Instruction -> Find "Place a marker on every instance of the green stem, each" in the material below, then copy that line and every subsequent line to the end, exactly.
— start Extracted entries —
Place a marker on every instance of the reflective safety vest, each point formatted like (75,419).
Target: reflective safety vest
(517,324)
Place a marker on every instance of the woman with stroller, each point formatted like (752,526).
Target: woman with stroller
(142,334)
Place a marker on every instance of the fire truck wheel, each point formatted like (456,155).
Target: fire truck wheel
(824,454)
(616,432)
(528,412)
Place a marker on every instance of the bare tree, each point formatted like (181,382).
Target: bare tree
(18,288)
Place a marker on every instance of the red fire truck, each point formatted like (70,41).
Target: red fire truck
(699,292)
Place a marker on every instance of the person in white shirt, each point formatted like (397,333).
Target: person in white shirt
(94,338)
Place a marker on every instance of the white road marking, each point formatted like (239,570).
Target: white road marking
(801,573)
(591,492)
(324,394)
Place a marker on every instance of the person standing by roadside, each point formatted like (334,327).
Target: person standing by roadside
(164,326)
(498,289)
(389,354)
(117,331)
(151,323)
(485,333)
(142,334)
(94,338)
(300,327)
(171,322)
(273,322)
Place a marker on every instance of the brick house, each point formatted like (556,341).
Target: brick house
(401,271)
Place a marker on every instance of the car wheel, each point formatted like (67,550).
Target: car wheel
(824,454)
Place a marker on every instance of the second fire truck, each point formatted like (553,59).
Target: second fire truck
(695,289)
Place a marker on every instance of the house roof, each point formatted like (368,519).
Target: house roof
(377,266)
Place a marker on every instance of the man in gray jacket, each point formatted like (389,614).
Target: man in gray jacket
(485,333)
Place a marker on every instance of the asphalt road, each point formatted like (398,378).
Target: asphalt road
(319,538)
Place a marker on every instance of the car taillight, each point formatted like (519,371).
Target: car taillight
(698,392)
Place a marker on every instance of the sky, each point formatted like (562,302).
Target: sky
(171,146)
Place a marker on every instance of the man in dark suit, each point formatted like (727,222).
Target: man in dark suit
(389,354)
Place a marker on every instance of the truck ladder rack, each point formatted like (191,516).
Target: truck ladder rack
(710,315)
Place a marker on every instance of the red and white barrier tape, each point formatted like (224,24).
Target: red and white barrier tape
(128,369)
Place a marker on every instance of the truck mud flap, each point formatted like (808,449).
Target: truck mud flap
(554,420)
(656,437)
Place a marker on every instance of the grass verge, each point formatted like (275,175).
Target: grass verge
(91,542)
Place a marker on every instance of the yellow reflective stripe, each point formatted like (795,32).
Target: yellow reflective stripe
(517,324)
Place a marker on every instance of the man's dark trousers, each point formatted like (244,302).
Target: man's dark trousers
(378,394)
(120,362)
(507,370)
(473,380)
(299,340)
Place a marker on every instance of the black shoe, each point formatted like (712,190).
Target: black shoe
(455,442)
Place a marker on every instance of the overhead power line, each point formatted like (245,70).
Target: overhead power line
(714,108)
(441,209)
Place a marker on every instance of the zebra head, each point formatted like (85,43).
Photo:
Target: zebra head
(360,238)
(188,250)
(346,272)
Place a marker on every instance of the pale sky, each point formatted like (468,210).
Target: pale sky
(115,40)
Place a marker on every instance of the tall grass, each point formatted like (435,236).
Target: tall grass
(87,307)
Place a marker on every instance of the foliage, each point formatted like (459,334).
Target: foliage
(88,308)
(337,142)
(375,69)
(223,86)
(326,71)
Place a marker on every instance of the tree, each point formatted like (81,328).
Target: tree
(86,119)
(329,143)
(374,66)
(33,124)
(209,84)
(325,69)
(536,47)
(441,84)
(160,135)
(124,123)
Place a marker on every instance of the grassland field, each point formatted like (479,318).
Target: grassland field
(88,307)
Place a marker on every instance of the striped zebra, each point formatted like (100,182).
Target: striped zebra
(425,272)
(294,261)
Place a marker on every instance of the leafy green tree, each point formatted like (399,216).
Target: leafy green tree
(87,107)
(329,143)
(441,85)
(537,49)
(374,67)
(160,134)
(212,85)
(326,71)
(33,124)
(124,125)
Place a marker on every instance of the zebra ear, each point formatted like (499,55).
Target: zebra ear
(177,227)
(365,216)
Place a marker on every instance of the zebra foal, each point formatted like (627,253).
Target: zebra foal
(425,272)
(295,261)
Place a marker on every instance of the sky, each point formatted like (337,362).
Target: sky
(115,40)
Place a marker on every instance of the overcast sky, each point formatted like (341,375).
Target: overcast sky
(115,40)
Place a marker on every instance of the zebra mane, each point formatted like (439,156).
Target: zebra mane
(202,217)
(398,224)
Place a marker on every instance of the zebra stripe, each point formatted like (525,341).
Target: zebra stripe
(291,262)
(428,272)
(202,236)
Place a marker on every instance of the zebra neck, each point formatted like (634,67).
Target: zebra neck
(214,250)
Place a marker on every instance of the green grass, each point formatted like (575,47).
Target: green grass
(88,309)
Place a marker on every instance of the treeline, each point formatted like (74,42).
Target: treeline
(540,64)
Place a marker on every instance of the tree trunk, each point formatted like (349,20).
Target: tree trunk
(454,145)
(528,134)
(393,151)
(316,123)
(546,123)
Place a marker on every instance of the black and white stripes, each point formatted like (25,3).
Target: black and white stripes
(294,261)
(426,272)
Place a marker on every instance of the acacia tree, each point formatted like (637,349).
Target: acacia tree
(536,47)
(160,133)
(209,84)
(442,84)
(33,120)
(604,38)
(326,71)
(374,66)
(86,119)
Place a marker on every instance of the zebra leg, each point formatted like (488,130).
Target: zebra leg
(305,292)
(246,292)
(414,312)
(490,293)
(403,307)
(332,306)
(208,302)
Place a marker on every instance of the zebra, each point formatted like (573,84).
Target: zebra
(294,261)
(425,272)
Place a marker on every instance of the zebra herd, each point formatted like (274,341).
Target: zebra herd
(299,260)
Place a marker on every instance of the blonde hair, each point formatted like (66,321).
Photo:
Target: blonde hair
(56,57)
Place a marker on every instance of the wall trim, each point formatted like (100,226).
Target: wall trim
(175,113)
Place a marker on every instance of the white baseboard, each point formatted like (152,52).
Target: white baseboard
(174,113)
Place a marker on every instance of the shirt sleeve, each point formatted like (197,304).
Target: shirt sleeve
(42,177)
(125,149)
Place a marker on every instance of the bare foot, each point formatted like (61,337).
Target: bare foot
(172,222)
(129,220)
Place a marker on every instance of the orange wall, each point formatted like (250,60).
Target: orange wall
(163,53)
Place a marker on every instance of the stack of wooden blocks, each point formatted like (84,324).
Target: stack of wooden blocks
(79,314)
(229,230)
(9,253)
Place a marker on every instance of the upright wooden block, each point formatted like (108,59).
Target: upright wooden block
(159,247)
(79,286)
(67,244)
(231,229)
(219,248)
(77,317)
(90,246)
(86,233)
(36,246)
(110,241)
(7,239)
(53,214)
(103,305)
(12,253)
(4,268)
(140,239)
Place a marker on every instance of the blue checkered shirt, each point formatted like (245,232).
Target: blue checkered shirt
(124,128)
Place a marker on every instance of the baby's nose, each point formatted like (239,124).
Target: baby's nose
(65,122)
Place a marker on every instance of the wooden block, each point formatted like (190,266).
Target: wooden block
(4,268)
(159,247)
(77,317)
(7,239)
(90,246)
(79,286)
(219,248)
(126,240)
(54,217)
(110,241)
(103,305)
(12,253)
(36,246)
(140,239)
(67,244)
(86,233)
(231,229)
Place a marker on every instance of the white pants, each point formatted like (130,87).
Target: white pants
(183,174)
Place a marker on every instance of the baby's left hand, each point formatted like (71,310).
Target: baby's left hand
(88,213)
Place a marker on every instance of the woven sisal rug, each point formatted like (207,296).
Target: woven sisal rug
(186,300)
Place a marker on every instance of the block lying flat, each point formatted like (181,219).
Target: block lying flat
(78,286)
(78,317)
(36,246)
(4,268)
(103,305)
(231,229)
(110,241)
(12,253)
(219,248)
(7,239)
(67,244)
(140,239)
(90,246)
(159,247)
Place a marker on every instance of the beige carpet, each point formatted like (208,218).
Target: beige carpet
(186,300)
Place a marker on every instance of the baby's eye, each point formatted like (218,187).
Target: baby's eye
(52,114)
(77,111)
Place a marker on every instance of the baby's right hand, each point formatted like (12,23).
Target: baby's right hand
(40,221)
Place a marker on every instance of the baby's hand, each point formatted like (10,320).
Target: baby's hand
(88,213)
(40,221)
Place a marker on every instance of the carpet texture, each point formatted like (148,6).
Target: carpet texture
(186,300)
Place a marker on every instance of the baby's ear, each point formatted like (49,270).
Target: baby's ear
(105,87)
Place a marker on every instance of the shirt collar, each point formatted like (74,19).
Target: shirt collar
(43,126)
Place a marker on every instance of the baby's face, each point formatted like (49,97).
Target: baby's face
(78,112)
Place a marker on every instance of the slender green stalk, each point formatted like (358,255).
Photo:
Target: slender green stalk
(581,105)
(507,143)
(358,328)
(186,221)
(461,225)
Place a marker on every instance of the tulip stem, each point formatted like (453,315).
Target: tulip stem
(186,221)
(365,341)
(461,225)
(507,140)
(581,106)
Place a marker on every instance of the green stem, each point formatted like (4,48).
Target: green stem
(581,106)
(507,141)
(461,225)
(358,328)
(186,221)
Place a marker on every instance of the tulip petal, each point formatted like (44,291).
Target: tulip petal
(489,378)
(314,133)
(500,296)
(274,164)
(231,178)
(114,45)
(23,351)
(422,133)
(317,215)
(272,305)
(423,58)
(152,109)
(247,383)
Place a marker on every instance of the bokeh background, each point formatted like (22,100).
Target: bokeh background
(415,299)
— end Extracted entries —
Worked solution ->
Place a marker on every instance of the green stem, each point formatted like (4,48).
Target: green stem
(581,106)
(507,141)
(461,225)
(358,328)
(186,221)
Place a marker on every instance of the tulip petal, each point formatted like (44,291).
Target: tulip petal
(489,378)
(314,133)
(500,296)
(274,164)
(231,178)
(114,45)
(23,351)
(422,133)
(317,215)
(272,305)
(423,58)
(152,109)
(247,383)
Place a marker on every instance of the bokeh background, each point formatted like (22,100).
Target: bokeh background
(415,299)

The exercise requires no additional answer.